§ **やること**:
**a.** 華佗についての文章のうち、「華佗(かだ)は、中国の医師で」から「な治療によって築かれました。」まで(「な治療によって築かれました。」を含む)をそのまま書き写すこと。
**b.** 華佗についての文章に名前が出てくる人物を、すべて挙げること。

§ **抜粋本文**:
┄┄┄┄┄┄

華佗(かだ)は、中国の医師であり、高齢でありながら若々しい容姿を保っていたこと、そして魔法のような診断や治療を行ったことから、不老不死の存在と見なされていました。
彼は2世紀に、戦国武将の曹操の脳に腫瘍があると診断したと伝えられています。これはCTスキャナーが発明される何世紀も前のことです。華佗は腫瘍を取り除くため手術を申し出ましたが、曹操は暗殺の企てだと疑い、華佗を殺してしまいました。
「曹操は彼を召し抱えて侍医にしましたが、華佗が後に再び治療のため戻るのをためらったことで激怒した、もしくは華佗が頭痛の治療として脳手術を提案したときに暗殺の企てだと疑ったのです」と、オレゴン州ポートランドにある伝統医学研究所の所長スブティ・ダルマナンダ氏(Subhuti Dharmananda)は、同研究所のウェブサイトに記しています。
この出来事については、『太平洋東洋医学ジャーナル』に掲載された「華佗の生涯と医療実践」という記事にも記録があります。「華佗は曹操を診察し、頭痛は頭蓋内に空気と液体が溜まっているせいだと告げました。薬では効かず、麻酔をかけて頭蓋を開き、溜まったものを取り除く必要があると言ったのです」とブライアン・メイ氏(Brian May)は書いており、これは『三国志演義』に基づく話だとしています。
華佗は、どのようにして曹操の頭痛の原因が腫瘍であると診断できたのでしょうか。また、他の患者の体内の問題をどのように見抜いていたのでしょうか。華佗の名声は、曹操の治療に失敗する以前の、数多くの成功した診断と先進的な治療によって築かれました。

┄┄┄┄┄┄

§ **提示データ**:

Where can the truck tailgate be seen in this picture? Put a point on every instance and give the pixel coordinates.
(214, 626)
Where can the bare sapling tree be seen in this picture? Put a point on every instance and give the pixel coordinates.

┄┄┄┄┄┄

§ **解答**:
**a.**
華佗(かだ)は、中国の医師であり、高齢でありながら若々しい容姿を保っていたこと、そして魔法のような診断や治療を行ったことから、不老不死の存在と見なされていました。
彼は2世紀に、戦国武将の曹操の脳に腫瘍があると診断したと伝えられています。これはCTスキャナーが発明される何世紀も前のことです。華佗は腫瘍を取り除くため手術を申し出ましたが、曹操は暗殺の企てだと疑い、華佗を殺してしまいました。
「曹操は彼を召し抱えて侍医にしましたが、華佗が後に再び治療のため戻るのをためらったことで激怒した、もしくは華佗が頭痛の治療として脳手術を提案したときに暗殺の企てだと疑ったのです」と、オレゴン州ポートランドにある伝統医学研究所の所長スブティ・ダルマナンダ氏(Subhuti Dharmananda)は、同研究所のウェブサイトに記しています。
この出来事については、『太平洋東洋医学ジャーナル』に掲載された「華佗の生涯と医療実践」という記事にも記録があります。「華佗は曹操を診察し、頭痛は頭蓋内に空気と液体が溜まっているせいだと告げました。薬では効かず、麻酔をかけて頭蓋を開き、溜まったものを取り除く必要があると言ったのです」とブライアン・メイ氏(Brian May)は書いており、これは『三国志演義』に基づく話だとしています。
華佗は、どのようにして曹操の頭痛の原因が腫瘍であると診断できたのでしょうか。また、他の患者の体内の問題をどのように見抜いていたのでしょうか。華佗の名声は、曹操の治療に失敗する以前の、数多くの成功した診断と先進的な治療によって築かれました。

**b.** 華佗、曹操、スブティ・ダルマナンダ、ブライアン・メイ